_ENTRIES PROVIDED:_
(begin)
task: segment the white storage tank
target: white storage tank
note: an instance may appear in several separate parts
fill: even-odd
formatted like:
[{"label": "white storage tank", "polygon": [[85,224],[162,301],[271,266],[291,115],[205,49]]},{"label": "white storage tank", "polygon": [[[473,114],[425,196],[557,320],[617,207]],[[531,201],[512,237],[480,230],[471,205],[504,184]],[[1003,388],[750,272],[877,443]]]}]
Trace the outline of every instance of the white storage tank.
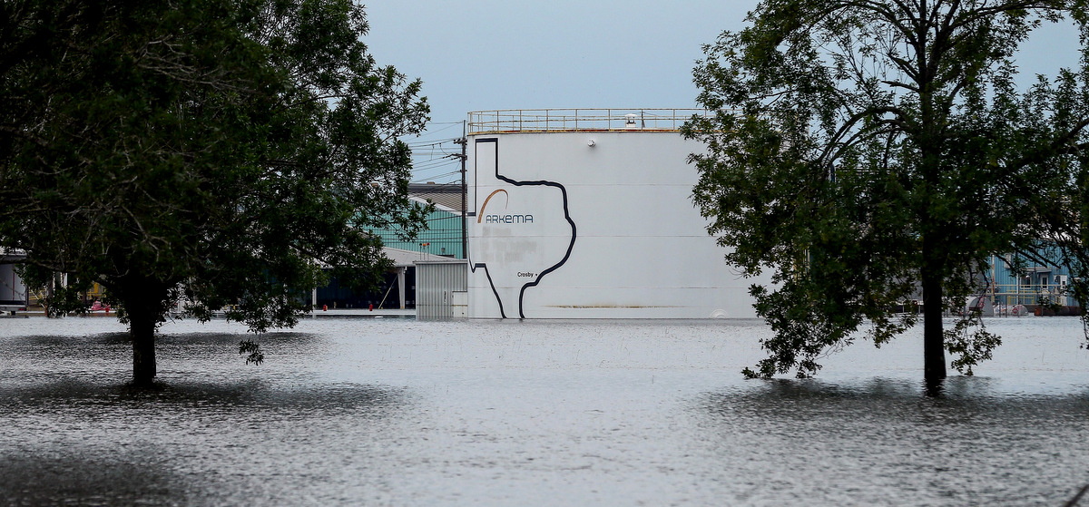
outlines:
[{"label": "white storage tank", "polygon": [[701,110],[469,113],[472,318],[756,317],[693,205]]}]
(end)
(begin)
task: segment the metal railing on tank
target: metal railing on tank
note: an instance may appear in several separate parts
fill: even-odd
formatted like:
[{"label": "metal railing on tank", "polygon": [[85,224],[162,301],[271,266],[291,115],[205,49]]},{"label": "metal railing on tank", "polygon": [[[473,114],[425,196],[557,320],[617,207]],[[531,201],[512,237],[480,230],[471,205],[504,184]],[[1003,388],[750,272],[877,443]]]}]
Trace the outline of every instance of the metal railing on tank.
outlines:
(end)
_WRITTEN EXERCISE:_ Return every line from the two blocks above that contains the string "tank". Case counts, so match it only with the same capitalization.

_FINAL ANSWER:_
task: segment the white storage tank
target: white storage tank
[{"label": "white storage tank", "polygon": [[85,224],[162,301],[271,266],[291,115],[205,49]]},{"label": "white storage tank", "polygon": [[[473,114],[425,196],[557,320],[617,207]],[[531,201],[512,237],[480,230],[471,205],[504,184]],[[1003,388],[750,272],[877,443]]]}]
Trace the outline of every instance of the white storage tank.
[{"label": "white storage tank", "polygon": [[701,110],[469,113],[472,318],[756,317],[693,205]]}]
task: segment the metal railing on tank
target: metal railing on tank
[{"label": "metal railing on tank", "polygon": [[85,224],[162,301],[271,266],[291,115],[205,49]]},{"label": "metal railing on tank", "polygon": [[[473,114],[425,196],[557,320],[617,207]],[[531,201],[512,237],[480,230],[471,205],[504,184]],[[1003,388],[750,272],[877,443]]]}]
Trace the outline of every instance of the metal railing on tank.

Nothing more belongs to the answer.